▸ **EXERCISE GOAL**
Write out the portion of the pub anecdote running from "I kept the subjects" down to "in London.  Creeeepy.", reproducing every word and mark without change.

▸ **PROVIDED TEXT**
____________________

I kept the subjects to him and his ghosts, not wanting to reveal any details about myself or the fact that I was staying right above the room where we were.  And by the way - how in the world did he end up at the same pub I was in?  There were scores of open pubs in that area, and this one was a bit tucked away.  Creeepy.

He told me that he's seen the ghosts of the Two Princes in the Tower.  They were looking out the window.  He also said the most haunted place he's ever been is Clerkenwell Prison.  My heart skipped a beat.  Once again, without my ever telling him anything about me, he happened to name a place that is only a mile from where I live in London.  Creeeepy.

"They have EIGHT ghosts!  EIGHT!   I've seen them."  His eyes were wide.  He went on to list some other places that are really haunted.  I was just starting to get more info on the Tower, as it is one of my personal favorites, when my curry arrived.  I thought given the tenacity of this guy, I'd have a hard time getting rid of him.  But he suddenly sprang up and started apologizing profusely.  I suddenly wanted him to stay and finish his ghost stories while I ate.  Then I thought maybe it really is for the best, given his resemblance to an on-screen pedophile-serial killer.  Or actually any pedophile-serial killer.  They all have that look, you know?  It's the Members Only jacket.  Anyway I decided I could just as easily look up ghost stories on Wikipedia and I was better off without his looming over me as I ate.

____________________

(Records contained in a dataset)
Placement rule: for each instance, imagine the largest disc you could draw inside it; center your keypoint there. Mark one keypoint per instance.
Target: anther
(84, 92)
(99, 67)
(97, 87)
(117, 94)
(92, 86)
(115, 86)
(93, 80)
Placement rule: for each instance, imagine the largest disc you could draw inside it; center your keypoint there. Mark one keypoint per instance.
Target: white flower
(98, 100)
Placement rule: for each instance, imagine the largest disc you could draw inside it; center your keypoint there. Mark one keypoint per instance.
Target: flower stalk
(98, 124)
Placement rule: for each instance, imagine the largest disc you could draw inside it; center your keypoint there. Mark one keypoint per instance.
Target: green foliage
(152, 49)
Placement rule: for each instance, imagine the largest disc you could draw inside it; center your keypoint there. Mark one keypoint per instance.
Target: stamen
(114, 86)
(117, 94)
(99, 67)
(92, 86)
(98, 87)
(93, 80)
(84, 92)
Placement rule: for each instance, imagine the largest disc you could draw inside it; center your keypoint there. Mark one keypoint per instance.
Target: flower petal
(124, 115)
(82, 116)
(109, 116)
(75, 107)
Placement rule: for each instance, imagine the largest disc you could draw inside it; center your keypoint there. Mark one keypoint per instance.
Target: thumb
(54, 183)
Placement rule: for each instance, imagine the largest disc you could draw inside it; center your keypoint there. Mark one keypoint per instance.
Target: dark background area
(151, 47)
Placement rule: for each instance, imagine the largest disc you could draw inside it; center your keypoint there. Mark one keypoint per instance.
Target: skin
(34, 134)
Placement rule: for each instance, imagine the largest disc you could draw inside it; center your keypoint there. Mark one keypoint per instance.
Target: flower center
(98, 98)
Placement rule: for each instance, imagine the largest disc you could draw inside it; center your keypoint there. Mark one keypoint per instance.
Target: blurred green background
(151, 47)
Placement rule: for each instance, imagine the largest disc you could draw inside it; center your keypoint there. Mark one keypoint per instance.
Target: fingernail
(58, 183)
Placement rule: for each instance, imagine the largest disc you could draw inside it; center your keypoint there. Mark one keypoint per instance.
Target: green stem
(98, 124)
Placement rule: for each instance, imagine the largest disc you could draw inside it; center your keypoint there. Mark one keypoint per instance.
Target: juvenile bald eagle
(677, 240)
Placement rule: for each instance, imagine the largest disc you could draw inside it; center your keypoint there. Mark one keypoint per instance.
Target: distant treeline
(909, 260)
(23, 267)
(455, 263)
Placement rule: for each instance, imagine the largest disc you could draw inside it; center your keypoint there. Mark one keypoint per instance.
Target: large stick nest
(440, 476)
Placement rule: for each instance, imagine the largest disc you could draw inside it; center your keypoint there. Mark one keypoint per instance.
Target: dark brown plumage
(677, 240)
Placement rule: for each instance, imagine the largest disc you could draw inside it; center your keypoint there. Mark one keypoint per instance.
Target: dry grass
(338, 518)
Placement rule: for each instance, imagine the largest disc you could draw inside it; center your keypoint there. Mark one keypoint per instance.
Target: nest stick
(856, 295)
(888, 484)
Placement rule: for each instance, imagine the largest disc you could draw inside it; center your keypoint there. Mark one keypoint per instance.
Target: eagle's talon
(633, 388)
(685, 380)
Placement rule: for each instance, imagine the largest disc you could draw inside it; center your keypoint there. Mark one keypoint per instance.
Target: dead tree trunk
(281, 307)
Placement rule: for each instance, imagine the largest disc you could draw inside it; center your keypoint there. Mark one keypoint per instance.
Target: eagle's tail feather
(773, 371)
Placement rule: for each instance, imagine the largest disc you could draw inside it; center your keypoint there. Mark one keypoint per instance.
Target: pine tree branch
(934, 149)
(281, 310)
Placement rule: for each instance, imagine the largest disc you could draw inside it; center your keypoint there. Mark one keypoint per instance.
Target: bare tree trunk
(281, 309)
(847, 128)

____________________

▸ **TASK RESPONSE**
I kept the subjects to him and his ghosts, not wanting to reveal any details about myself or the fact that I was staying right above the room where we were.  And by the way - how in the world did he end up at the same pub I was in?  There were scores of open pubs in that area, and this one was a bit tucked away.  Creeepy.

He told me that he's seen the ghosts of the Two Princes in the Tower.  They were looking out the window.  He also said the most haunted place he's ever been is Clerkenwell Prison.  My heart skipped a beat.  Once again, without my ever telling him anything about me, he happened to name a place that is only a mile from where I live in London.  Creeeepy.